═════ Jeu de données ═════
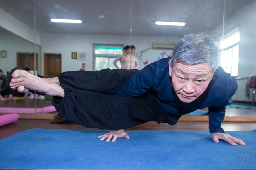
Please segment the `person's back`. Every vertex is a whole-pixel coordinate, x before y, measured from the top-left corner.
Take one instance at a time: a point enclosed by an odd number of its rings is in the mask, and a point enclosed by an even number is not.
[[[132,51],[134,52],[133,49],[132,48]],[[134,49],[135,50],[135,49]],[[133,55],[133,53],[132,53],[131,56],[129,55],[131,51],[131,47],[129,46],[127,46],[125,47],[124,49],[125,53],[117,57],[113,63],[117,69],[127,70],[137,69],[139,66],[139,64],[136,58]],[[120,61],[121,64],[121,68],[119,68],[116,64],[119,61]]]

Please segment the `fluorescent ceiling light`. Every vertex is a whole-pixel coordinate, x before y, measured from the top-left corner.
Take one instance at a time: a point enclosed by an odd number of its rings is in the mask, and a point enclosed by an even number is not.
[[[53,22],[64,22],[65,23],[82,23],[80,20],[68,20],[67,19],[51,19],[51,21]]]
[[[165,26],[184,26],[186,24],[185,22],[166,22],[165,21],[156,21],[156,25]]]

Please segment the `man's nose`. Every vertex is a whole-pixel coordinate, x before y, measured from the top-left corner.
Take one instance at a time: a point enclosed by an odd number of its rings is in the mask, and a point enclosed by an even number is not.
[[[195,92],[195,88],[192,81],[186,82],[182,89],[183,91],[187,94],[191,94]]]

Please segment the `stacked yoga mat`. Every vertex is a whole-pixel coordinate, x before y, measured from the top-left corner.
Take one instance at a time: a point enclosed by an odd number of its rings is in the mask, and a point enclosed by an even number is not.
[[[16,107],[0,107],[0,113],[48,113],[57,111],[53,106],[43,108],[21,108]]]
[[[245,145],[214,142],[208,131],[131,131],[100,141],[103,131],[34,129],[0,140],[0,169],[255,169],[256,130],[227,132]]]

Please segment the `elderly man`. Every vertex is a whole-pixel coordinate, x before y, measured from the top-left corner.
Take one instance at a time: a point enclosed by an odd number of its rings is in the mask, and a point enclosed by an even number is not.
═════
═════ Jeu de données ═════
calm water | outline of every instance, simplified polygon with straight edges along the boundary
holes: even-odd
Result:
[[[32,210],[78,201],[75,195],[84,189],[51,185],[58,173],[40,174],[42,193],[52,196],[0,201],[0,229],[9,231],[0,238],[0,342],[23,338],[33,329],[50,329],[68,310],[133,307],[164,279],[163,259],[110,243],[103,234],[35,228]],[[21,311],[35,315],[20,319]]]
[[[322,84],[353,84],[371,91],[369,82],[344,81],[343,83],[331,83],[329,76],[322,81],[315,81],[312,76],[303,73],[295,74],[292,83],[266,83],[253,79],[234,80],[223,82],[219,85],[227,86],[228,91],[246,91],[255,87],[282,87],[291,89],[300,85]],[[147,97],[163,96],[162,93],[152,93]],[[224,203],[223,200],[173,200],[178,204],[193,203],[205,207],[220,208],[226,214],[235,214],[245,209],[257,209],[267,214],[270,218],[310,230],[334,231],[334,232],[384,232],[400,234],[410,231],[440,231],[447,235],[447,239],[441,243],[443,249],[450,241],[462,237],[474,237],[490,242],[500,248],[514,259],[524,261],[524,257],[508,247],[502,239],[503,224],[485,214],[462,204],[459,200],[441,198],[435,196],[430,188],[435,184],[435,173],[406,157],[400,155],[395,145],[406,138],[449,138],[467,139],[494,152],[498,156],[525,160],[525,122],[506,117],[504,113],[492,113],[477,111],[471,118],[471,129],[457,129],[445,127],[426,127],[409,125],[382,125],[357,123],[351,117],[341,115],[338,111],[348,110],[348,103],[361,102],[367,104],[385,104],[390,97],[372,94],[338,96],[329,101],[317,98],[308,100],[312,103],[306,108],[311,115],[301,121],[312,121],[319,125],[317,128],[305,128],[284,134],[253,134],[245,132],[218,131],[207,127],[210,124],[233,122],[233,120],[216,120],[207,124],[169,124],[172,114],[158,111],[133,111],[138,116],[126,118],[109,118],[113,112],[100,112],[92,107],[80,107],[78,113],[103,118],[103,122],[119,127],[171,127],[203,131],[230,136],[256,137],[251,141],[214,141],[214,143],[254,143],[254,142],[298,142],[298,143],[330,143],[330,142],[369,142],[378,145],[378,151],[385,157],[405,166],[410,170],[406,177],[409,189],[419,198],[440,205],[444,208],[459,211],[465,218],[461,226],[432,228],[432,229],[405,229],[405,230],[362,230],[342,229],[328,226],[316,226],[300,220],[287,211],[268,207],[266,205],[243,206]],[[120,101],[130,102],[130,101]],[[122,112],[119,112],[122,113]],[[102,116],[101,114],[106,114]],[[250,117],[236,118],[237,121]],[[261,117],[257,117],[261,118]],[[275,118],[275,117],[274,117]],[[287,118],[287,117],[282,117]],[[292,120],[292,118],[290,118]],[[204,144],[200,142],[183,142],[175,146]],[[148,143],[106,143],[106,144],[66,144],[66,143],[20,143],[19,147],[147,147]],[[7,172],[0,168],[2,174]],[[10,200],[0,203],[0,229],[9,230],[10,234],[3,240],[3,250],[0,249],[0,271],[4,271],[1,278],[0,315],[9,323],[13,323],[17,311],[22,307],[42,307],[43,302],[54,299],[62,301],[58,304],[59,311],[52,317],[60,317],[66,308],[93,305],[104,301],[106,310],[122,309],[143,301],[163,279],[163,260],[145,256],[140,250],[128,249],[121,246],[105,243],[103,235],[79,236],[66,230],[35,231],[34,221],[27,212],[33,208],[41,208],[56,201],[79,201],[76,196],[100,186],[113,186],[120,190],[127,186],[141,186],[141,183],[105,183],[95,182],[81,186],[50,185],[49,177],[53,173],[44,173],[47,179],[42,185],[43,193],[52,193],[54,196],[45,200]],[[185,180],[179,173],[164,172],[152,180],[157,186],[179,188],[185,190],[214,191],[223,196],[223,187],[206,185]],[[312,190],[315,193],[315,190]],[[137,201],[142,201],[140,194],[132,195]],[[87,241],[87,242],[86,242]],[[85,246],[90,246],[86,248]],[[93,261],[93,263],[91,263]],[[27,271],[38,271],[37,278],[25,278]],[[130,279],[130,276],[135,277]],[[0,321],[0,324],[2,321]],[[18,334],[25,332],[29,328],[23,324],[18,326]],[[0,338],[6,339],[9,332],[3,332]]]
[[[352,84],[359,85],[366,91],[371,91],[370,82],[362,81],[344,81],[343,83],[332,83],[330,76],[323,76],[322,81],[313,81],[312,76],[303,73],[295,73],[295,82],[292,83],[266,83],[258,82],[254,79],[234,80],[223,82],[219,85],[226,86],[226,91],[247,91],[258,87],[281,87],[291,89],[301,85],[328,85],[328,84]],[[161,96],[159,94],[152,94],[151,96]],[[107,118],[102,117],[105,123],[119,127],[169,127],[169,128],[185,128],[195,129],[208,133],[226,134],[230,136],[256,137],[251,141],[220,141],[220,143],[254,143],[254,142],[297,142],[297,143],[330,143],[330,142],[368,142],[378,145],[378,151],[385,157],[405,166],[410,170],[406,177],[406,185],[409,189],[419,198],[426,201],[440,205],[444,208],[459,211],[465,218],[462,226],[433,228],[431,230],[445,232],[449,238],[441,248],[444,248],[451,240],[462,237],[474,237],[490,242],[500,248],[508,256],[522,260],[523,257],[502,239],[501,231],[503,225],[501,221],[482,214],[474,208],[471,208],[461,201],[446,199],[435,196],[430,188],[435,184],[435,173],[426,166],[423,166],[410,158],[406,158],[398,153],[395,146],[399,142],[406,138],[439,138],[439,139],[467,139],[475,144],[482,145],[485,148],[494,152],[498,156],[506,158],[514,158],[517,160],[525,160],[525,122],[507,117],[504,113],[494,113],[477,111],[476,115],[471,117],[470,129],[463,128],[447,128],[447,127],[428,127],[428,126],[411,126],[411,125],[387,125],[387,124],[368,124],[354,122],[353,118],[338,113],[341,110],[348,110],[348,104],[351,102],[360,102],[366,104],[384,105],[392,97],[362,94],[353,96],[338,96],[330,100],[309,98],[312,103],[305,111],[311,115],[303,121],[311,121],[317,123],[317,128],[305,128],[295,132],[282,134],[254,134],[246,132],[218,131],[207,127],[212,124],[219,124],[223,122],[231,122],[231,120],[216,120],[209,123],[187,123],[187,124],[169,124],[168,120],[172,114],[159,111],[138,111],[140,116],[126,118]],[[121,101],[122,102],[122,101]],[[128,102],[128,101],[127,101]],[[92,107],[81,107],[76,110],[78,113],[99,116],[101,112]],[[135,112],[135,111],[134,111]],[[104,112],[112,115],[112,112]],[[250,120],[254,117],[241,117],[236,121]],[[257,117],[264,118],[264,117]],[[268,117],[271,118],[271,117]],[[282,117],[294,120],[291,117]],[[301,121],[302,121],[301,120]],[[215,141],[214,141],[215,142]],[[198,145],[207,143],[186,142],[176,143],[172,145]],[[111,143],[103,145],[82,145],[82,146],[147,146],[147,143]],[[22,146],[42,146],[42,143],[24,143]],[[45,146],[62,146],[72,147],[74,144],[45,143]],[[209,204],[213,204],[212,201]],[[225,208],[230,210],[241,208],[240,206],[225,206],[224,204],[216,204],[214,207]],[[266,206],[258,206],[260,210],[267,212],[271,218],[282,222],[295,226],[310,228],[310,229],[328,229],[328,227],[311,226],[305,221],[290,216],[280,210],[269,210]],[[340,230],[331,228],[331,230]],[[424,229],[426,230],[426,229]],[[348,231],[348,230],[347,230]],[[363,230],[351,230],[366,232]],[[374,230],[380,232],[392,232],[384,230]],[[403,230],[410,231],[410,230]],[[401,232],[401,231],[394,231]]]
═════
Comptez les lignes ci-dessus qui contiennent le mot « Please ». Donnez uniquement ce nombre.

> **Corrigé**
5